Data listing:
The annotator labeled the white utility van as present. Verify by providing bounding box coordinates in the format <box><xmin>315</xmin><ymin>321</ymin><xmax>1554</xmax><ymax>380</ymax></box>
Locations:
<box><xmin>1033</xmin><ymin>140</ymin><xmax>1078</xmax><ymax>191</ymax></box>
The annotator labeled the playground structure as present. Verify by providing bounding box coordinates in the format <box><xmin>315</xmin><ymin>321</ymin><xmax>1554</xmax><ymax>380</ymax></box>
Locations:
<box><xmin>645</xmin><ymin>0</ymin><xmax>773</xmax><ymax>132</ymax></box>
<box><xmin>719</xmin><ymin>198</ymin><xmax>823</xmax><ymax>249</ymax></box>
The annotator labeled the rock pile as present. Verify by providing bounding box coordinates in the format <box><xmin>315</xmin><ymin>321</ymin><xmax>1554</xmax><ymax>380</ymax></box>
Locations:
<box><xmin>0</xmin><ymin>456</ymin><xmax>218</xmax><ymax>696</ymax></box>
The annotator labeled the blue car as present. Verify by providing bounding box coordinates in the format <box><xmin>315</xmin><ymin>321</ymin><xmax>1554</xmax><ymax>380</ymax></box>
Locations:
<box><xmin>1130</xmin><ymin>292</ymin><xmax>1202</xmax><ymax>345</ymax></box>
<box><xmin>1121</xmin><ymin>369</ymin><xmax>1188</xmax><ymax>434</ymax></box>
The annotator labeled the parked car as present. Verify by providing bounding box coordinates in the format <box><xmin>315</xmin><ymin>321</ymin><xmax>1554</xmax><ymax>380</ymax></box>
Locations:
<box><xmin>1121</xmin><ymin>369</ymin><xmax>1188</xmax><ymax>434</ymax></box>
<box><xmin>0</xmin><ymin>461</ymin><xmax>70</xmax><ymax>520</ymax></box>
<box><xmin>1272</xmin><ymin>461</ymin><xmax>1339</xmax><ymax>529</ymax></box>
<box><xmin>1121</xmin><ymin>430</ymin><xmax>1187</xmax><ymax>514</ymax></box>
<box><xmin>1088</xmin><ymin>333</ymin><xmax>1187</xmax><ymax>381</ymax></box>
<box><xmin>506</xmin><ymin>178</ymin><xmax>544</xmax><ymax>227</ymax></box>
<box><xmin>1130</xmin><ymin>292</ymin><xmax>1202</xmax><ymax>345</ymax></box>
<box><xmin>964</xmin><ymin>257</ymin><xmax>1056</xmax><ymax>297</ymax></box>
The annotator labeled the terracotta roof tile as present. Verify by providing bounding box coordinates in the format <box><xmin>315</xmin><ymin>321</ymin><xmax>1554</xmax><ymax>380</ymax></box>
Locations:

* **EXERCISE OBJECTIVE**:
Could you transcribe all of the lines above without changing anything?

* **ANSWER**:
The annotator labeled the white utility van as present. Verify by providing bounding box coordinates in the format <box><xmin>315</xmin><ymin>321</ymin><xmax>1554</xmax><ymax>380</ymax></box>
Locations:
<box><xmin>1033</xmin><ymin>140</ymin><xmax>1078</xmax><ymax>191</ymax></box>
The annotator labeled the playground structure as present. Verify by providing bounding box coordinates in the format <box><xmin>315</xmin><ymin>321</ymin><xmax>1554</xmax><ymax>380</ymax></box>
Locations:
<box><xmin>645</xmin><ymin>0</ymin><xmax>773</xmax><ymax>132</ymax></box>
<box><xmin>719</xmin><ymin>198</ymin><xmax>823</xmax><ymax>249</ymax></box>
The annotator labeled the rock pile as present. Verify by providing bounding box coordinates in the format <box><xmin>315</xmin><ymin>321</ymin><xmax>1554</xmax><ymax>380</ymax></box>
Locations:
<box><xmin>0</xmin><ymin>456</ymin><xmax>218</xmax><ymax>696</ymax></box>
The annotator labeled the blue car as present. Verify by providing bounding box coordinates in the format <box><xmin>315</xmin><ymin>321</ymin><xmax>1554</xmax><ymax>380</ymax></box>
Locations:
<box><xmin>1130</xmin><ymin>292</ymin><xmax>1202</xmax><ymax>345</ymax></box>
<box><xmin>1121</xmin><ymin>369</ymin><xmax>1188</xmax><ymax>434</ymax></box>
The annotator labeled the parked car as present. Verify by providing bounding box coordinates in the format <box><xmin>315</xmin><ymin>321</ymin><xmax>1554</xmax><ymax>380</ymax></box>
Locations:
<box><xmin>1121</xmin><ymin>369</ymin><xmax>1188</xmax><ymax>434</ymax></box>
<box><xmin>0</xmin><ymin>461</ymin><xmax>70</xmax><ymax>520</ymax></box>
<box><xmin>1272</xmin><ymin>461</ymin><xmax>1339</xmax><ymax>529</ymax></box>
<box><xmin>1121</xmin><ymin>430</ymin><xmax>1187</xmax><ymax>514</ymax></box>
<box><xmin>1088</xmin><ymin>333</ymin><xmax>1187</xmax><ymax>381</ymax></box>
<box><xmin>506</xmin><ymin>178</ymin><xmax>544</xmax><ymax>227</ymax></box>
<box><xmin>1130</xmin><ymin>292</ymin><xmax>1202</xmax><ymax>345</ymax></box>
<box><xmin>964</xmin><ymin>257</ymin><xmax>1056</xmax><ymax>297</ymax></box>
The annotator labeled the terracotta roof tile as present. Verify by providing bounding box coordinates in the format <box><xmin>315</xmin><ymin>321</ymin><xmax>1554</xmax><ymax>380</ymax></box>
Locations:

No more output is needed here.